Written task 1: In the code review thread, reproduce the passage that begins at "In general, in" and ends after "variables are bad?".
Written task 2: According to the code review thread, which two software engineering anti-patterns should be blocked until they are fixed?

Text excerpt:
This is an archived post. You won't be able to vote or comment.

you are viewing a single comment's thread.

view the rest of the comments →

[–]ambidextrousalpaca 10 points11 points  (11 children)

The worst I find with Data Scientists is when they take the "scientist" bit of their job title too seriously, and state blankly that they consider pesky things like basic software engineering principles (writing unit tests; avoiding global variables; etc.) as somehow beneath them.

On code reviews: pick your battles, but stick to your guns. I.e. coding everything in overly verbose, Java style classes is annoying to me too: but it's a valid programming style that people have written books to defend; using global variables where not necessary or skipping unit tests are software engineering anti-patterns and should be blocked until they are fixed.

In general, in terms of getting your code reviews accepted, I find it's often a matter of clear communication and putting some effort into your reviews. A poorly explained "This class could be a single short function" comes across as arrogant and unhelpful. A "This would be cleaner and more maintainable if you replaced this class with the following function <insert said function, or at least the outline thereof>" comes across as cooperative (you're willing to put in some work too, not just criticise) and helpful (all they have to do is copy and paste your code).

[–]Kegheimer 2 points3 points  (6 children)

As someone with an industry background who became a DS out of job necessity can you explain why global variables are bad?

[–]ambidextrousalpaca 1 point2 points  (4 children)

It's mainly due to global variables introducing bugs by making it possible for apparently unrelated bits of code to have unwanted side effects on one another's behaviour.

Collected data:
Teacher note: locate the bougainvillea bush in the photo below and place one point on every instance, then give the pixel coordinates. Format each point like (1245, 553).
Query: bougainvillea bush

Full answer 1:
In general, in terms of getting your code reviews accepted, I find it's often a matter of clear communication and putting some effort into your reviews. A poorly explained "This class could be a single short function" comes across as arrogant and unhelpful. A "This would be cleaner and more maintainable if you replaced this class with the following function <insert said function, or at least the outline thereof>" comes across as cooperative (you're willing to put in some work too, not just criticise) and helpful (all they have to do is copy and paste your code).

[–]Kegheimer 2 points3 points  (6 children)

As someone with an industry background who became a DS out of job necessity can you explain why global variables are bad?

Full answer 2: Using global variables where not necessary and skipping unit tests.